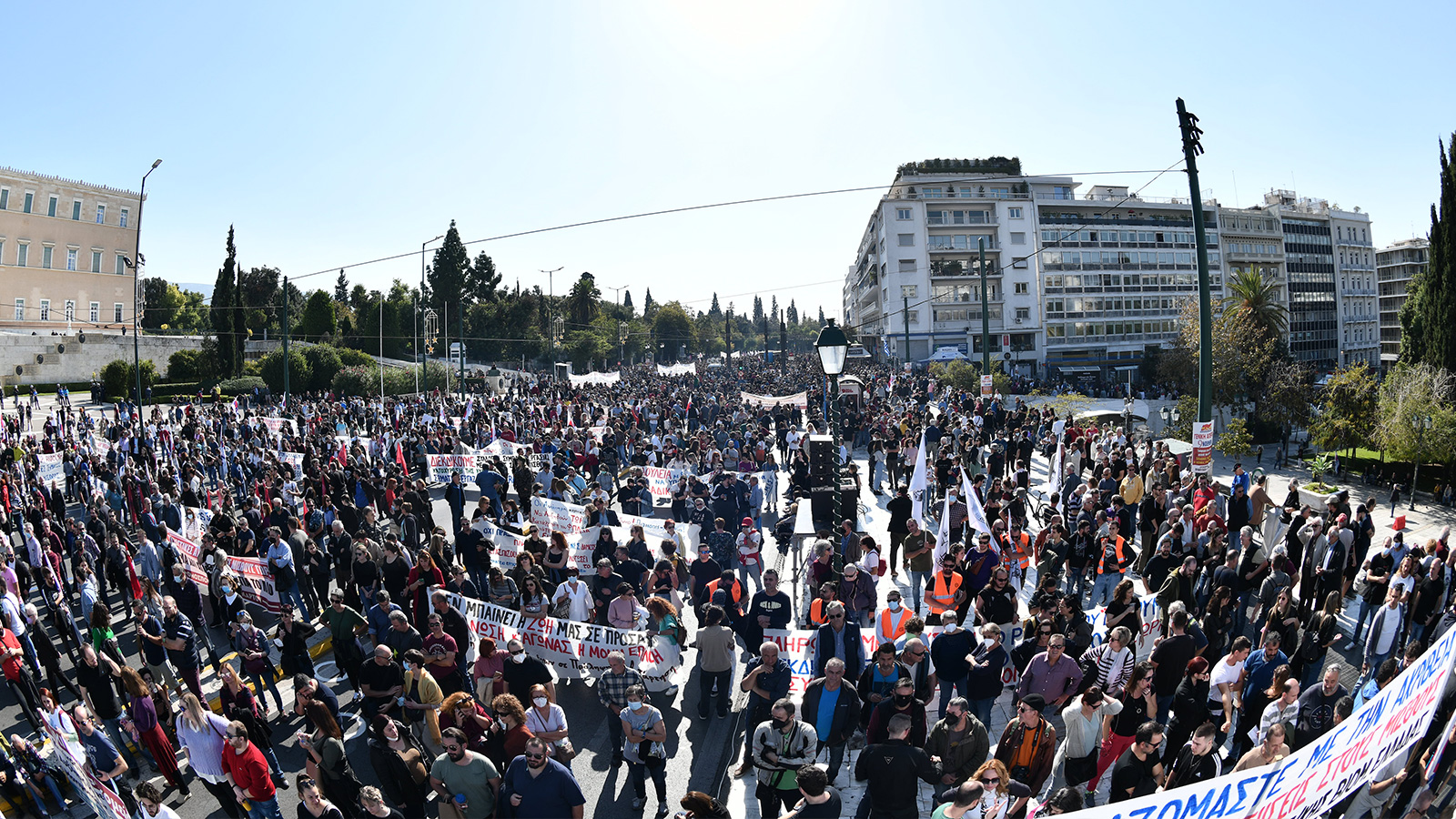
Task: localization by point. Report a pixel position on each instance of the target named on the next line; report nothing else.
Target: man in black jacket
(893, 768)
(839, 724)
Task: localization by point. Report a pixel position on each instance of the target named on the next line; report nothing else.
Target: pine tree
(484, 278)
(1426, 327)
(222, 300)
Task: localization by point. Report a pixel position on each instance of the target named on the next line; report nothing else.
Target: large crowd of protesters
(337, 501)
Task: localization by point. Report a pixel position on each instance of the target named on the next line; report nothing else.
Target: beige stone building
(62, 249)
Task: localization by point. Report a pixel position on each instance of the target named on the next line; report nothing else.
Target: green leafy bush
(271, 369)
(324, 363)
(240, 387)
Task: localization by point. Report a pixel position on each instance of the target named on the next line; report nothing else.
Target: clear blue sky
(339, 133)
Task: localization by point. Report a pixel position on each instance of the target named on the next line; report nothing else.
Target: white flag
(919, 481)
(976, 513)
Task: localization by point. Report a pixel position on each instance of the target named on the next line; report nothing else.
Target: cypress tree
(1426, 318)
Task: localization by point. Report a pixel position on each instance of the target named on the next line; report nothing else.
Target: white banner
(558, 516)
(574, 651)
(800, 399)
(443, 465)
(594, 379)
(96, 796)
(1318, 775)
(51, 470)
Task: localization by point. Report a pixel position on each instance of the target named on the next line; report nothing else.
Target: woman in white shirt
(579, 595)
(548, 722)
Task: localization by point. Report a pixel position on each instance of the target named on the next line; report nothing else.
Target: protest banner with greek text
(574, 651)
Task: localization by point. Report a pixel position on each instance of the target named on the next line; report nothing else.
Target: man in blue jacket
(839, 637)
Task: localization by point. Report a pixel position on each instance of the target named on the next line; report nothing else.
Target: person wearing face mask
(781, 746)
(536, 785)
(957, 743)
(902, 702)
(548, 722)
(948, 656)
(523, 671)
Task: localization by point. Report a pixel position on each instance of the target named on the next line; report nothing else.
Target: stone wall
(55, 359)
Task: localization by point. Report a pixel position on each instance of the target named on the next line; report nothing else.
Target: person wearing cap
(1028, 743)
(858, 595)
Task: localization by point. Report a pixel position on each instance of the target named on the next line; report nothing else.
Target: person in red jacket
(248, 773)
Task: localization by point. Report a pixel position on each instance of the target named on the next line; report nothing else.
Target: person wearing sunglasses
(247, 770)
(1028, 743)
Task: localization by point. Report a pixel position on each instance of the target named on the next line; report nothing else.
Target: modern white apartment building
(916, 276)
(1395, 267)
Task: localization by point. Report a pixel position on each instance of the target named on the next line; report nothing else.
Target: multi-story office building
(62, 248)
(1354, 266)
(1254, 242)
(1395, 267)
(1116, 271)
(916, 276)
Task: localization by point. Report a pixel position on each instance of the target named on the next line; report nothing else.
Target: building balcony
(975, 247)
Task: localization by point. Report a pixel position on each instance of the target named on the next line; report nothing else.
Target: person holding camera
(781, 746)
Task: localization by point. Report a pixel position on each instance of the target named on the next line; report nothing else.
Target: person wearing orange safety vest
(1016, 552)
(890, 625)
(1111, 559)
(944, 592)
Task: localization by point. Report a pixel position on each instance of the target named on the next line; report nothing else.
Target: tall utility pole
(421, 305)
(1191, 133)
(986, 315)
(286, 341)
(905, 314)
(784, 349)
(136, 288)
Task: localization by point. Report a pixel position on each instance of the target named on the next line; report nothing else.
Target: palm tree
(1259, 295)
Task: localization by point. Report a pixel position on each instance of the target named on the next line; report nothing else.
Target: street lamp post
(420, 350)
(136, 288)
(834, 347)
(1168, 416)
(1421, 424)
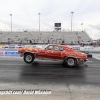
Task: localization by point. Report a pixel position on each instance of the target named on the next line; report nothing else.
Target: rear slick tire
(28, 58)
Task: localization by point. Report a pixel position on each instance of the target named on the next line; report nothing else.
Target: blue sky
(25, 15)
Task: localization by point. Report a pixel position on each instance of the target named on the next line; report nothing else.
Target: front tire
(28, 58)
(70, 62)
#####
#### [What the task asks]
The records above should be copied word for word, with the pictures left out.

#### [Expected output]
Task: localization by point. Report a pixel position on each instance of the target named on the next line; report nothing else.
Target: man in black jacket
(893, 768)
(839, 724)
Task: localization by point. Report a pixel position on each instance of the target named on the next line; report nothing else.
Target: pine tree
(484, 278)
(1426, 327)
(222, 300)
Task: localization by point. Report a pixel position on each instance of the target named on the next line; report nothing else.
Target: large crowd of protesters
(337, 501)
Task: localization by point. Report a pixel position on each instance of the target named on the next line; report nothing else.
Target: beige stone building
(62, 249)
Task: localization by point. Report a pixel position on each instance of the target named on the next line; report nothing else.
Target: green leafy bush
(271, 369)
(324, 363)
(240, 387)
Task: localization by point. Report a pixel position on each instance of the target named on the next line; report nothing else.
Target: clear blue sky
(339, 133)
Task: localization by point. Report a pixel position on each instance of the target named on the next line; report nothing else.
Target: white flag
(919, 481)
(976, 513)
Task: localization by point. Report a pixel position on each instance of the target named on the next line; report nothing else.
Target: cypress tree
(1426, 318)
Task: localization by point. Report a pixel position on each instance of the target named on the next line; report nothing else.
Target: white banner
(558, 516)
(574, 651)
(800, 399)
(443, 465)
(594, 379)
(96, 796)
(1318, 775)
(51, 470)
Task: localization by point. Report a pixel position on each instance of the target named on the next line; report nothing else.
Target: woman in white shirt
(579, 595)
(548, 722)
Task: localization by point. Report a pixel position on each instance of the target named on the next line; report nothing else.
Target: protest banner with greek text
(574, 651)
Task: localization by point. Report a pixel position on each instance of the target named on the next line; report nothing else.
Target: man in blue jacket
(839, 637)
Task: localization by point. Report a pixel position on each instance of the target named on the next line; report nothing else.
Target: person wearing face mask
(781, 746)
(536, 785)
(957, 743)
(902, 702)
(548, 722)
(948, 656)
(523, 671)
Task: localization by point. Report a pixel position on each instance of the target named on the next line; report nothing else.
Target: stone wall
(55, 359)
Task: localization by point. Report a pixel position on each instance of the target named on the next line; report nothing else.
Target: person wearing cap
(1028, 743)
(858, 595)
Task: localization by point. Report a pixel position on each instance of the target named on the next line; report nothing else.
Target: person in red jacket
(248, 773)
Task: localization by point. Report a pixel position on each instance of the target named on the next line; report nothing else.
Target: person wearing sunglasses
(247, 770)
(1028, 743)
Task: localization by point. Report a pixel position on each instance of the target named on the next line; report nothing else.
Target: modern white apartment building
(916, 276)
(1395, 267)
Task: localization by point. Report a pixel position on each instance of the target named on the next line; report nothing else.
Target: multi-story office building
(62, 248)
(1354, 266)
(1254, 242)
(1395, 267)
(1116, 271)
(916, 276)
Task: localization by point. Report a pixel position on each instance of the target named on the next line; report nothing else.
Target: building balcony
(975, 247)
Task: localization by point. Report a pixel position on each instance of the target named on the next line; report nothing else.
Target: person holding camera
(781, 746)
Task: localization by point. Report a pixel position on each instance of the target named on the next line; report nothing else.
Target: person wearing orange safety vest
(1016, 552)
(890, 625)
(1111, 559)
(944, 592)
Task: localization by point. Report a pixel position on each instance of the target named on the next line; report nothing else.
Target: tall utility pole
(421, 305)
(1191, 133)
(986, 315)
(286, 341)
(905, 314)
(784, 349)
(136, 288)
Task: localization by point. Report a pixel position on each instance of the target named on the next line; report nothing else.
Target: palm tree
(1259, 295)
Task: localization by point. Report a pixel position on each instance of the target named on the next line; report nothing else.
Target: street lamp post
(420, 350)
(136, 288)
(834, 347)
(1168, 416)
(1421, 424)
Task: localization by point. Report a pixel position on each instance of the target named on the next line; report nothing else.
Target: rear slick tire
(28, 58)
Task: localization by point. Report a pixel position on each instance of the target named on the next line; report nothing else.
Target: blue sky
(25, 15)
Task: localization by point. Report a pixel position on each instance of the target named on the next line; report nothing else.
Target: front tire
(28, 58)
(70, 62)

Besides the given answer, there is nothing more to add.